__EXERCISE REQUIREMENTS__. Copy out the material below word for word, keeping every line in its original order.

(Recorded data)
|---|

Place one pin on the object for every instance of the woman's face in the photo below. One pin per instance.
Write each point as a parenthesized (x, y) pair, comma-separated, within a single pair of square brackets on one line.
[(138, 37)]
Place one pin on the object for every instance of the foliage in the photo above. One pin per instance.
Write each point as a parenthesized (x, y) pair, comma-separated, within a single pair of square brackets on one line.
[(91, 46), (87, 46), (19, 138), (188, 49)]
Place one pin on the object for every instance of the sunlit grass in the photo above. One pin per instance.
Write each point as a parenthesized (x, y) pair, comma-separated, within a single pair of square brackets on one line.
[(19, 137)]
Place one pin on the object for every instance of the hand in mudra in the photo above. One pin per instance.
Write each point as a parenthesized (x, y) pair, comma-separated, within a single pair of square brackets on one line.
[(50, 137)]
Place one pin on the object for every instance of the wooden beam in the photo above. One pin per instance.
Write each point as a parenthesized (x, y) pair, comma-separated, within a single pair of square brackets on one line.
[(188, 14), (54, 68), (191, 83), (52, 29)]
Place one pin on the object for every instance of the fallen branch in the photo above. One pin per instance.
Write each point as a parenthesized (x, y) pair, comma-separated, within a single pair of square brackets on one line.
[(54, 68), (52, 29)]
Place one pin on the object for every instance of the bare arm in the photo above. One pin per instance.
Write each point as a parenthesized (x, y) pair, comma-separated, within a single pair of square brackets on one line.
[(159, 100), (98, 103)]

|---|

__WORKED ANSWER__.
Place one pin on the object for every instance of the woman's face in the photo below. One pin per instance.
Write each point as a parenthesized (x, y) pair, comma-separated, within a single pair of square brackets on one line.
[(138, 37)]
Place one pin on the object for every instance of the foliage in the photo above. One pin per instance.
Write each point as a parenthesized (x, y) pair, comma-separated, within a single pair of square brackets on one line.
[(91, 46), (87, 46), (19, 138), (188, 49)]
Place one pin on the object for every instance of the sunlit grass in the photo above. One pin per instance.
Write each point as a parenthesized (x, y) pair, comma-separated, within a single pair of square brackets on one line.
[(19, 137)]
Place one pin on the object for every instance of the hand in mudra in the photo above. One pin per instance.
Write each point as a parenthesized (x, y) pair, comma-separated, within a single pair of square brackets on one line.
[(50, 137)]
Place one pin on the object for every instance of the wooden beam in the photo above. One pin per instance.
Write each point as a parenthesized (x, y) pair, comma-separated, within a single pair of square brackets on one line.
[(188, 14), (54, 68), (191, 83), (52, 29)]
Place one pin on the object for every instance of the fallen branch in the photo above. One pin per instance.
Write each point as a parenthesized (x, y) pair, comma-separated, within a single pair of square brackets on one line.
[(54, 68), (52, 29)]
Place one pin on the object for every instance of the bare arm in the photo above. One pin per instance.
Write each point as a parenthesized (x, y) pair, comma-separated, within a single pair of square brackets on one line.
[(159, 100), (98, 103)]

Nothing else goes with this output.